- TEXT BLOCK:
____________________

# Pontiac revives muscle car with return of the GTO



## 05GTO (Oct 6, 2004)

Pontiac revives muscle car with return of the GTO 

Base price: $31,795
Price as tested: $33,190
This week, we test Pontiac’s all new GTO, a full-bore, 350-horsepower LS1-V8 powered car that delivers on all promises. This car is so special, some background is necessary.
It was 40 yeas ago when the first GTO appeared on the city boulevards. Pontiac management, led by John DeLorean, basically took the powerful 389-inch V8 that powered the full-size Catalina, Bonneville and Grand Prix models and installed it between the frame rails of the mid-size LeMans/Tempest. The result was awe-inspiring. It was fast, featured either a 325-horsepower, single four-barrel or 348-horse Tri-Power V8s, and carried the now famous GTO badge. Best of all, the GTO option cost just $295 more for the single four-barrel to get you into mid-size muscle car land. In essence, the GTO launched a whole new market segment.
As for noteworthy accomplishments, not since the Beach Boys cut the single “409” did a car song go so high in the charts as “Ronny and the Daytonas” did with “Little GTO.” The song went to number four during a 17-week chart appearance. Pontiac continued to improve the GTO through the years, including the “The Judge,” which appeared in 1969. The “Judge” was introduced to combat the Plymouth “Roadrunner” popularity, and DeLorean receives credit for the name thanks to the hit TV show “Laugh-In,” which had a recurring segment with the tag line, “Here come de Judge.” It was an era where car companies named models after cartoon characters, came up with names like Boss, Eliminator, Grabber, Rebel, Demon, Super Bee, Duster and Swinger, and painted them outrageous colors such as Plum Crazy, Panther Pink, Go Mango, Sublime, and Banana Yellow.

____________________

- INPUT RECORDS:

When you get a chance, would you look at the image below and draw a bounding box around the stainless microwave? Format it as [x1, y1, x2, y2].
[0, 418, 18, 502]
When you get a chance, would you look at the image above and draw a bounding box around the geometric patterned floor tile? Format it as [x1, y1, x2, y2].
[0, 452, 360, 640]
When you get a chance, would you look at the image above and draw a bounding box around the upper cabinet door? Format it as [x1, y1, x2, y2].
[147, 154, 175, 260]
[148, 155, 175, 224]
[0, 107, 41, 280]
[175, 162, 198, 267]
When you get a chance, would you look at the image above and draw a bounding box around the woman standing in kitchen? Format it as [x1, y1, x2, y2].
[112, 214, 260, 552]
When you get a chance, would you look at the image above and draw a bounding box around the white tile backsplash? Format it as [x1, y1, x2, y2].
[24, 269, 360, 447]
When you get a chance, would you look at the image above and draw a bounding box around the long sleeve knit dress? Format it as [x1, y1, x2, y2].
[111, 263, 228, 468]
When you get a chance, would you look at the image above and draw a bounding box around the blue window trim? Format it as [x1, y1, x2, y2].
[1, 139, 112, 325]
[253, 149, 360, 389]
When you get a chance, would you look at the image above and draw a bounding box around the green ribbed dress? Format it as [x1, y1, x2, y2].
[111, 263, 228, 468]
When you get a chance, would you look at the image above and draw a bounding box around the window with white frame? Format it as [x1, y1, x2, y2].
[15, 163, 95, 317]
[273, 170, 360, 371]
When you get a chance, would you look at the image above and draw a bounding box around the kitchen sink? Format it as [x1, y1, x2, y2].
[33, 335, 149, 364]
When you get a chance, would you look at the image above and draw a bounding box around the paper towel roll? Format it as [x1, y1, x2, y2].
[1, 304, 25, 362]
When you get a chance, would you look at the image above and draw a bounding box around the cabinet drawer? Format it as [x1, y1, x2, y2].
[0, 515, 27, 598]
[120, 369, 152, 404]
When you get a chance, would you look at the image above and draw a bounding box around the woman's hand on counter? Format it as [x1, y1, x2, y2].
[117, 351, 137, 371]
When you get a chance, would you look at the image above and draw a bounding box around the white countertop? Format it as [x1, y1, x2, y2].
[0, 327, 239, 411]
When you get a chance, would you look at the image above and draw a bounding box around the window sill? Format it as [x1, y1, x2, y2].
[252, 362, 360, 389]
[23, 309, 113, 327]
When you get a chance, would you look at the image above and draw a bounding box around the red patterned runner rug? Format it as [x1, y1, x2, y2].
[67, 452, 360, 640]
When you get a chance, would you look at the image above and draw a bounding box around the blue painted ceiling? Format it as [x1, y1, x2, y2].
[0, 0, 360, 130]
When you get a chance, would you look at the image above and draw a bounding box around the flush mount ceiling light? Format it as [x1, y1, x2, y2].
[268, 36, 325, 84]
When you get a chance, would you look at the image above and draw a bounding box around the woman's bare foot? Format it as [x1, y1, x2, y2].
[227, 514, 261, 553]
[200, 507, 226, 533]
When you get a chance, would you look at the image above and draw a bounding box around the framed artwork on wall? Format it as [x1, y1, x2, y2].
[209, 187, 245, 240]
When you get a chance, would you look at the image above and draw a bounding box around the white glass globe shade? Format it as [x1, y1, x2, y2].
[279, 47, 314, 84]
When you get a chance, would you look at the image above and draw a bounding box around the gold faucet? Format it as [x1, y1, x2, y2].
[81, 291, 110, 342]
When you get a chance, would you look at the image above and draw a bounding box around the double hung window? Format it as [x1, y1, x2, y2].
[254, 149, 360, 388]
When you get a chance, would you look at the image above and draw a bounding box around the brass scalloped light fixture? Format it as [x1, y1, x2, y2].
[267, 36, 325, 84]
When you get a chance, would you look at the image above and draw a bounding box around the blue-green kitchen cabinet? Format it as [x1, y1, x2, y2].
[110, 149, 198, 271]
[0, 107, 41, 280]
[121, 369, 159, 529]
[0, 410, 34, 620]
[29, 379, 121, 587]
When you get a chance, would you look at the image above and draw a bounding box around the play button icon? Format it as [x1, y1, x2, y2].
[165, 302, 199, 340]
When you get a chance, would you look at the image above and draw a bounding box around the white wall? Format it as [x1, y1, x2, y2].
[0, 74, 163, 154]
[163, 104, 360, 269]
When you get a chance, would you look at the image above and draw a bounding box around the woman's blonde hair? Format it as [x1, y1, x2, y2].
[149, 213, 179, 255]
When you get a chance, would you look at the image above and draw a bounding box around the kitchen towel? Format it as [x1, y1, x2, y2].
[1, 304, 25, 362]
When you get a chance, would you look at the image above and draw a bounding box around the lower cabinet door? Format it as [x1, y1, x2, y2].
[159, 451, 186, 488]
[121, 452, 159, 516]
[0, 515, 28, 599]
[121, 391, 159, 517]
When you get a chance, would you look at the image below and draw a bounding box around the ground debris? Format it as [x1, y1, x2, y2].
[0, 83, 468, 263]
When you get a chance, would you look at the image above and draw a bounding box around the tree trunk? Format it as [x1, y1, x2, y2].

____________________

- PROBLEMS AND TASKS:
(1) In the listing, reproduce every line from the one containing "light? Format it as [x1, y1, x2, y2]." through the one containing "[200, 507, 226, 533]", requests included, and adjust each bounding-box coordinate in the answers by -132.
(2) Proceed with the Pontiac GTO review from its last sentence onward.

- TASK RESPONSES:
(1)
When you get a chance, would you look at the image above and draw a bounding box around the flush mount ceiling light? Format it as [x1, y1, x2, y2].
[136, -96, 193, -48]
When you get a chance, would you look at the image above and draw a bounding box around the woman's bare foot? Format it as [x1, y1, x2, y2].
[95, 382, 129, 421]
[68, 375, 94, 401]

(2)
The Judge was designed to help boost 1969 GTO sales and its popularity carried the new model into the 1970 model year. Unfortunately, sales of all GTOs started to slide. The end of the era came for real GTO fans in 1972, when a 455-inch HO engine was still available. The GTO lasted until 1974, but, by then, low-compression engines and a Ventura body style ushered in its death knell. The GTO ceased production after the 1974 model year, but its legend remained strong. After the muscle car was cast aside during the 1970s’ energy crisis, those same cars soon became desirable collector cars and today command top dollar. More than a half-million GTOs were produced during its initial 11-model-year run. Totals ranged from a high of 96,946 in 1966 to a low of 4,806 in 1973.
Fast forward to 2004 and the new GTO. With lots of horsepower, fully independent front and rear suspensions, and an exhaust note reminiscent of Pontiac’s classic performance vehicles, the GTO is truly back. In keeping with Pontiac’s contemporary, yet not over-intrusive or gaudy style, the GTO’s exterior is still aggressive. Sporting a standard rear spoiler, the vehicle is accented by large, five-spoke wheels and 17-inch W-rated performance tires. The projector-beam headlamps, flanking a dual-port grille and large outboard fog lamps, place the GTO firmly in the Pontiac family.
Inside, you’ll enjoy a premium interior with 2+2 configuration (room for four) and color-coordinated leather seating, aluminum style pedals and lots of GTO afterthoughts like the “GTO” name embroidered on the front seats. Sound? How about a Blaupunkt 200-watt audio system with six-disc in-dash CD changer and 10 speakers!
It’s under the hood, however, where all the excitement is. GTO boasts an LS1 V-8, 346-inch engine that produces 350 horsepower at 5200 rpm and 365 pound-feet of torque at 4,000 rpm. Our tester came with an optional ($695) M12 close-ratio six-speed manual transmission (same as Corvette Z06) that shifted beautifully, even under extreme, quarter-mile testing. It’s hands down the best transmission we’ve shifted in a while.
Getting the power to the ground comes thanks to a fully independent suspension featuring MacPherson struts in front and a semi-trailing arm design in the rear, with specially tuned strut valving and spring rates. Direct-acting stabilizer bars and a variable ratio power steering system also are tuned to provide a sporty feel and increased driver feedback. Stopping is also excellent, thanks to four-wheel disc brakes with four-channel ABS. There’s also a Bosch designed three-channel traction control system.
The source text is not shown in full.